▶ **WHAT THE EXERCISE ASKS**
Report all lines of the records that contain "leather".

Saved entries
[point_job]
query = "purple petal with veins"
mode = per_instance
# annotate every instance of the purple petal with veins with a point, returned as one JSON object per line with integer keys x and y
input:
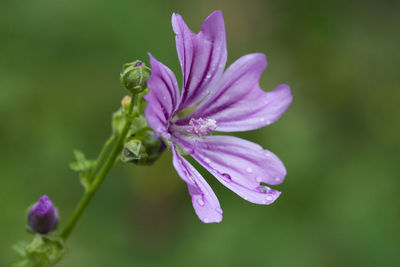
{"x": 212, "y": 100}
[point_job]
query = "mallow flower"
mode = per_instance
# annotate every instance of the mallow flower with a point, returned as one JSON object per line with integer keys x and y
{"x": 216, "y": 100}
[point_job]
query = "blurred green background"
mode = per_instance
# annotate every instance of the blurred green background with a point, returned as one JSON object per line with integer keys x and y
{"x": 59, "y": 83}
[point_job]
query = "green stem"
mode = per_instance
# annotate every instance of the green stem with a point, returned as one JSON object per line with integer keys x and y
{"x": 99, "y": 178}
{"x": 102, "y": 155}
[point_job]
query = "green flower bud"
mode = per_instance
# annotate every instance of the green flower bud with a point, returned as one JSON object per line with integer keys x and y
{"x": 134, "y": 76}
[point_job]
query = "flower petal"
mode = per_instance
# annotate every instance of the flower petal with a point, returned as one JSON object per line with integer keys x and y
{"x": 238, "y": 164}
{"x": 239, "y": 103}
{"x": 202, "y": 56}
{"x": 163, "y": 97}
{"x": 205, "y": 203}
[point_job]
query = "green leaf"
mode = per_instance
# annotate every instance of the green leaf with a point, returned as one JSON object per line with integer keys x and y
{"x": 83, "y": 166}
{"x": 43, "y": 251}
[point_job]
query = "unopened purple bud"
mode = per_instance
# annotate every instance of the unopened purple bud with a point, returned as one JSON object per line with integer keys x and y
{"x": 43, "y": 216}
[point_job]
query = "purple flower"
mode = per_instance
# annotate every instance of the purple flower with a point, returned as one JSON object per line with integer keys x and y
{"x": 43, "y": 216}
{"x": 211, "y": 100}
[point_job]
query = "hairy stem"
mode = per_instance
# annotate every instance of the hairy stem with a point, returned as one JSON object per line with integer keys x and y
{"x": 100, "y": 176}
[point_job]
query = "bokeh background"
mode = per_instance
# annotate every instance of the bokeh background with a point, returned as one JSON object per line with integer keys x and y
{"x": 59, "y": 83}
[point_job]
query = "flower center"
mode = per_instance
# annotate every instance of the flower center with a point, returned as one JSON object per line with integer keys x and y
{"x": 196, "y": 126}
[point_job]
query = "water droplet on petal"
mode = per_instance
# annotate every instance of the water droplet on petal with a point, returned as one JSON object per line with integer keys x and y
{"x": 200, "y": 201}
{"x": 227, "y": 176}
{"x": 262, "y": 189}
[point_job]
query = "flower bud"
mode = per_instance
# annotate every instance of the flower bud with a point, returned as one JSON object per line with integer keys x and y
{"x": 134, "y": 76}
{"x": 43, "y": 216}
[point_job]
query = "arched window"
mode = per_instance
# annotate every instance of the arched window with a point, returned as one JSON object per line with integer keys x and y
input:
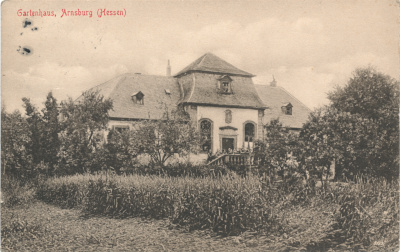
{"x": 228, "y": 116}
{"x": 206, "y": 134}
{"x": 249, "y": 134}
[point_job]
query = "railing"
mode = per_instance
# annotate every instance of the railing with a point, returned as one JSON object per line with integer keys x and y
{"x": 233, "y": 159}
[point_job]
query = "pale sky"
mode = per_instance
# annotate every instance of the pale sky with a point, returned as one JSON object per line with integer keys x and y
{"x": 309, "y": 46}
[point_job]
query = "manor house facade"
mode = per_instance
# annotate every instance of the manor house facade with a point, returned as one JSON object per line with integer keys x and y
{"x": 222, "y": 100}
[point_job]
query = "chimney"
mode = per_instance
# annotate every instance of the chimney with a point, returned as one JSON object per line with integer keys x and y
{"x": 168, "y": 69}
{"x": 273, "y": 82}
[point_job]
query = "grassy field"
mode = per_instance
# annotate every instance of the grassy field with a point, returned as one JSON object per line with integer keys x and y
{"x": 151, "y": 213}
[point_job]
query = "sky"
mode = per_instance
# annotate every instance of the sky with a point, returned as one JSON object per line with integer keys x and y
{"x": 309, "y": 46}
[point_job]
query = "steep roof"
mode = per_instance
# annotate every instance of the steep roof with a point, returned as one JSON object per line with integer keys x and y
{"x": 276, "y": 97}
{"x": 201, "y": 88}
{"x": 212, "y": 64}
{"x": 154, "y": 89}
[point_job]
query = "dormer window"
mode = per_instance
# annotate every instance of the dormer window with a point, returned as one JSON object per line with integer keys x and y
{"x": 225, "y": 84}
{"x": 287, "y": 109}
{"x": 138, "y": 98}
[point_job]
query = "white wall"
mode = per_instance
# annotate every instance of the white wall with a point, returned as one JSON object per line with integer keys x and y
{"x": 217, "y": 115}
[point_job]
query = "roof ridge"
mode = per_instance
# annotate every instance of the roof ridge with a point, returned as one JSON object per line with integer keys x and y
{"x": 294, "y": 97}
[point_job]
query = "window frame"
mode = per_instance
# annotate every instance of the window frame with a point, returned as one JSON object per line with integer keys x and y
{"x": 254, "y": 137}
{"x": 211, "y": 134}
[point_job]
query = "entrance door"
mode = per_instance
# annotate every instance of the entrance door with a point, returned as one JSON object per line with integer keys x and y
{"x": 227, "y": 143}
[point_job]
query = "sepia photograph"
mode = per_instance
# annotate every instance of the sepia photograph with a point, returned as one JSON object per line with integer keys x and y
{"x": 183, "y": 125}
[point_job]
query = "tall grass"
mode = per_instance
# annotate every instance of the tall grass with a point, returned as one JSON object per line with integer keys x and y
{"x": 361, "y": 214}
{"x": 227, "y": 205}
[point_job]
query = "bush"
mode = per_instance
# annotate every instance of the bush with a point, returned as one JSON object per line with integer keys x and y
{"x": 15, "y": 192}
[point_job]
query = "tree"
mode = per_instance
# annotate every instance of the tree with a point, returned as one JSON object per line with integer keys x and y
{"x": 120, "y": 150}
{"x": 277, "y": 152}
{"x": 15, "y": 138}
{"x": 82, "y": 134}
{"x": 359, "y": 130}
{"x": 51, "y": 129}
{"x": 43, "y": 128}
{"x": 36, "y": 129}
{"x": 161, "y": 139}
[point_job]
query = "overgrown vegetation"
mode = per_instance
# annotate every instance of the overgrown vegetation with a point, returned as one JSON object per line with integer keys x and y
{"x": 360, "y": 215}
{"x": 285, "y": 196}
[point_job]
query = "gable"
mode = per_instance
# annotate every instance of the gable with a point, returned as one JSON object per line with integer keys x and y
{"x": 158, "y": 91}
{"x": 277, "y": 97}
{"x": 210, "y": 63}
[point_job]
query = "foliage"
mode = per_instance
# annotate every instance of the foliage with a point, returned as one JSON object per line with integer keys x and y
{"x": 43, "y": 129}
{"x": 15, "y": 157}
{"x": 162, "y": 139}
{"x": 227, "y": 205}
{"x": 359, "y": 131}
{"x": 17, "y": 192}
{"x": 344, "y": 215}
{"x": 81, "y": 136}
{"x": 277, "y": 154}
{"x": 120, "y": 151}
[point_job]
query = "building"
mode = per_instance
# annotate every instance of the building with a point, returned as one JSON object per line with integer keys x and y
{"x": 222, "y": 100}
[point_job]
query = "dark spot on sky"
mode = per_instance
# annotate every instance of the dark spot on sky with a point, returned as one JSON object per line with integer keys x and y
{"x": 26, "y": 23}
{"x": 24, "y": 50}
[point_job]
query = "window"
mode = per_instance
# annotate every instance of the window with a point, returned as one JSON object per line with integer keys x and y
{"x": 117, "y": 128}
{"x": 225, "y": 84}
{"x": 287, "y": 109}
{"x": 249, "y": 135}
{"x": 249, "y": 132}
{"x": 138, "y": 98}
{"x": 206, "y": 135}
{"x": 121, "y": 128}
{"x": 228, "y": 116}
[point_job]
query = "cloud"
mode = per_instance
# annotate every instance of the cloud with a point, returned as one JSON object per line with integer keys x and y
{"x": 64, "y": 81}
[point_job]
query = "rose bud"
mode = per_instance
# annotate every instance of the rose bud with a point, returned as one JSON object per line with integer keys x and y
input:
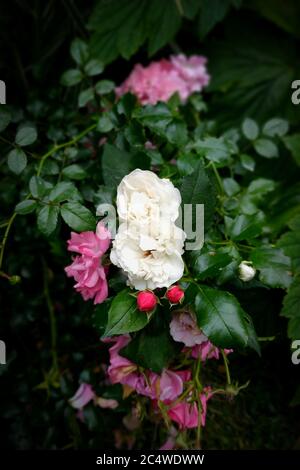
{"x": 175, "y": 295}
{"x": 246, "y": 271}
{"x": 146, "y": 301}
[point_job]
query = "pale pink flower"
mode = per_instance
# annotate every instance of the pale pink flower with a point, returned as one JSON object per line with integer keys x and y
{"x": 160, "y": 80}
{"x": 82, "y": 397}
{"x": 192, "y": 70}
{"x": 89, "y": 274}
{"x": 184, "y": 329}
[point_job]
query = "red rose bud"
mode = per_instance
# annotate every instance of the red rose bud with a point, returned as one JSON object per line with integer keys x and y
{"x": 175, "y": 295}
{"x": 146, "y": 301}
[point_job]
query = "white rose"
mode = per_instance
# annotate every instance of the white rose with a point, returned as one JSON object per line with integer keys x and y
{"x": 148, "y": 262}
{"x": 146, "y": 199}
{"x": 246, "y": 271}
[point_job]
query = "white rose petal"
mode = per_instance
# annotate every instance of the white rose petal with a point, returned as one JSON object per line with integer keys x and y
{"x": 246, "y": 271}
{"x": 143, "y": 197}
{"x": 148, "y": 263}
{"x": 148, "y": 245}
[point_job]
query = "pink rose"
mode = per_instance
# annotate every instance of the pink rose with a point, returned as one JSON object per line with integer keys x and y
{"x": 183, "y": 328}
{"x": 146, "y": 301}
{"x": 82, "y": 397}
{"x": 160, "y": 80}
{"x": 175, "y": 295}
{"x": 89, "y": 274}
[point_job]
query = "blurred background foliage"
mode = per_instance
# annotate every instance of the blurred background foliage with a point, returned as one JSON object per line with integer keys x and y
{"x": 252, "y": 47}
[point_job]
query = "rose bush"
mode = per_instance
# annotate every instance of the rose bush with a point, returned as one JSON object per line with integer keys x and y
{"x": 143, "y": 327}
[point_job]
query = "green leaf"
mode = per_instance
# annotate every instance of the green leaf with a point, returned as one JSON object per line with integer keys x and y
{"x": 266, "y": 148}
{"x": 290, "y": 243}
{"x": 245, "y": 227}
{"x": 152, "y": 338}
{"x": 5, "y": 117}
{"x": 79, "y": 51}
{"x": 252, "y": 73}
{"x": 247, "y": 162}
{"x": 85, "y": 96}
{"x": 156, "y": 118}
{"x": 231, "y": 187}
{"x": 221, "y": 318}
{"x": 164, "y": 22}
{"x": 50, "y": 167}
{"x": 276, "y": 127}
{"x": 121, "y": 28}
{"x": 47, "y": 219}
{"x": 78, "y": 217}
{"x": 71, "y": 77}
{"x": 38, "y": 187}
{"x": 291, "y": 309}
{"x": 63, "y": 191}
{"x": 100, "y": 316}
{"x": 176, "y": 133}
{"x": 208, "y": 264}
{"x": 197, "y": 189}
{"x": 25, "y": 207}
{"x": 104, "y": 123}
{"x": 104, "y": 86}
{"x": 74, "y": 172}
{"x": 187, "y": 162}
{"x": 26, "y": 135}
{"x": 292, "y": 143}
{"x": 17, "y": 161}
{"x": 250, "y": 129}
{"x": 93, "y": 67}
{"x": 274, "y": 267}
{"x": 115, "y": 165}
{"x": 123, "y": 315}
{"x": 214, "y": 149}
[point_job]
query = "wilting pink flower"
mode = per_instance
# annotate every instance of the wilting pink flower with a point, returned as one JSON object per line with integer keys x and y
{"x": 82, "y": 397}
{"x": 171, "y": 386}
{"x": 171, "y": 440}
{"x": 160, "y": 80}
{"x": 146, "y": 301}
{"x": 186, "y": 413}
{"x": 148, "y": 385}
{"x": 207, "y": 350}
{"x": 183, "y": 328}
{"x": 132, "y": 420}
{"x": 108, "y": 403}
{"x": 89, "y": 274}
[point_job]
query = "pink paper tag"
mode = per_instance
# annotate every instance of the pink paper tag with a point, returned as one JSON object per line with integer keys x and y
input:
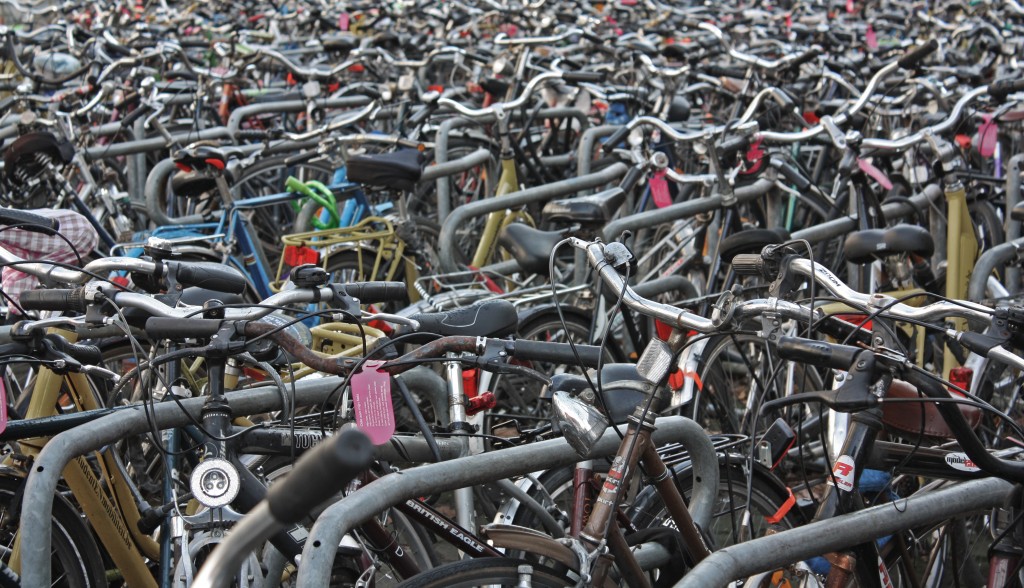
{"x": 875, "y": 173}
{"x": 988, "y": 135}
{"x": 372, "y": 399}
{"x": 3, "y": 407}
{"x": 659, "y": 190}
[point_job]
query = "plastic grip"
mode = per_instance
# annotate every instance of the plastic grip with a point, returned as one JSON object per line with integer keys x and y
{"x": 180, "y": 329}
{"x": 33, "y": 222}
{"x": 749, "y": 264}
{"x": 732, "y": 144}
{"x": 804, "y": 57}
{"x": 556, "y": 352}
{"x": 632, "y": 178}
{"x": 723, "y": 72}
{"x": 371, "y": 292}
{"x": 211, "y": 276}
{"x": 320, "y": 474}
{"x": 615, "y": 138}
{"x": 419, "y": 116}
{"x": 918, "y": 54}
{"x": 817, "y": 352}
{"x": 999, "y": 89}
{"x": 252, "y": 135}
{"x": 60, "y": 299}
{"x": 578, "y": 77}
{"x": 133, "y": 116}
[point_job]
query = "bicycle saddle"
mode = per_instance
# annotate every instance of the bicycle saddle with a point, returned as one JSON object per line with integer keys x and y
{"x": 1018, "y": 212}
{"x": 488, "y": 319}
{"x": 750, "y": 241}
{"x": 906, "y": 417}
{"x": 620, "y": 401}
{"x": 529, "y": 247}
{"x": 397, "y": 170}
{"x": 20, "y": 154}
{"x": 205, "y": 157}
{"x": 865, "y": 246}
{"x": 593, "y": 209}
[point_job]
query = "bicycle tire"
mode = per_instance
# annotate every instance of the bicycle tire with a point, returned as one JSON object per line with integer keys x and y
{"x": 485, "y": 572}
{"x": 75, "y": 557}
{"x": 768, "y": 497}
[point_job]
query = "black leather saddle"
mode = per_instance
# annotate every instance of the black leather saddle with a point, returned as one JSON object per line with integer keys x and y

▶ **TASK RESPONSE**
query = "black leather saddle"
# annotate every instance of the black leather saddle with a point, returned as one JSON object per line with integer keys x and y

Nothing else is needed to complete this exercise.